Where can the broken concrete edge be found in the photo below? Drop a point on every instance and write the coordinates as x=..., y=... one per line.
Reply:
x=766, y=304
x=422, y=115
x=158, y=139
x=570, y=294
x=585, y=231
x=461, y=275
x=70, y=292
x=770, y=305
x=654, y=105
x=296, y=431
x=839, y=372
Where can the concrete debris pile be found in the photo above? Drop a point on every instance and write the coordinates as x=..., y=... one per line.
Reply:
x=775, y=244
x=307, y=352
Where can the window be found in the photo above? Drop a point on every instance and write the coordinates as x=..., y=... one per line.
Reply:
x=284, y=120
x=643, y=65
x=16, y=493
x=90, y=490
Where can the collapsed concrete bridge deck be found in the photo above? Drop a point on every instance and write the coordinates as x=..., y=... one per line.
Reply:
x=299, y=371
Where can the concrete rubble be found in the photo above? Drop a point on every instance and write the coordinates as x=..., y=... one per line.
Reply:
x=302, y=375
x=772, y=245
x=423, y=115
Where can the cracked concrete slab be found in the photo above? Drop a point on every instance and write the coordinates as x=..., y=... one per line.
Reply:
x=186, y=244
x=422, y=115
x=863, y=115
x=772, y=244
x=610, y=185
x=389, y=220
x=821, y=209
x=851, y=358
==================================================
Directions. This exercise calls for the lines from the one holding "Where can the concrete rubble" through the end of the entries, transcribed exactly and with nothing more.

Task solution.
Where can the concrete rubble be found in the photo above? Drop a point on every instance and write the coordinates as x=..., y=... one per line.
Reply:
x=302, y=375
x=772, y=245
x=423, y=115
Where can the cracked concrete slab be found in the photo above? Drop a point on every instance and write the coordinates as x=..., y=... one per line.
Reply:
x=186, y=244
x=422, y=115
x=863, y=115
x=772, y=244
x=610, y=185
x=389, y=220
x=821, y=209
x=851, y=358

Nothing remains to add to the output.